> **KETENTUAN TUGAS**
Tuliskan kembali secara persis bagian dari kutipan yang disediakan di bawah ini yang terletak antara "Kebajikan yang paling" dan "lain dari masyarakat.", termasuk keduanya.

Kebajikan yang paling utama bagi kelompok
tengah-tengah ini adalah keadilan sosial, kesempatan yang sama, dan
kesetaraan. Kelompok baru ini membangun nilai etis baru sebagai
konsekuensi dari perubahan yang mereka alami. Bagi mereka, mengejar
kesuksesan dan melakukan akumulasi finansial adalah kebajikan karena
dalam mengejar kesuksesan dan kekayaan itu mereka tidak mengorbankan
individu atau bagian lain dari masyarakat.
Di sisi politik,
mereka yang hanya paham fitur dasar demokrasi akan tergagap-gagap
berdialog dengan mereka yang sangat lancar menguasai fiturfitur yang
advance. Kelompok ini membutuhkan pendekatan kepemimpinan baru yang
mampu memberdayakan mereka di tengah situasi ketidakpastian. Karena itu,
komunikasi politik ke depan tidak bisa lagi bertumpu pada penjejalan
ideologi sebagai cara pandang terhadap dunia yang rigid, tapi juga tidak
terjebak pada sikap asal menyenangkan publik alias populisme.

> **DATA YANG DISEDIAKAN**

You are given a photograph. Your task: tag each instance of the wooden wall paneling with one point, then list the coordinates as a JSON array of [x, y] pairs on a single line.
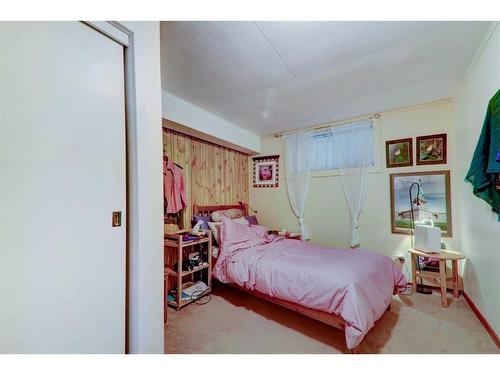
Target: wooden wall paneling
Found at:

> **JAWABAN TUGAS**
Kebajikan yang paling utama bagi kelompok
tengah-tengah ini adalah keadilan sosial, kesempatan yang sama, dan
kesetaraan. Kelompok baru ini membangun nilai etis baru sebagai
konsekuensi dari perubahan yang mereka alami. Bagi mereka, mengejar
kesuksesan dan melakukan akumulasi finansial adalah kebajikan karena
dalam mengejar kesuksesan dan kekayaan itu mereka tidak mengorbankan
individu atau bagian lain dari masyarakat.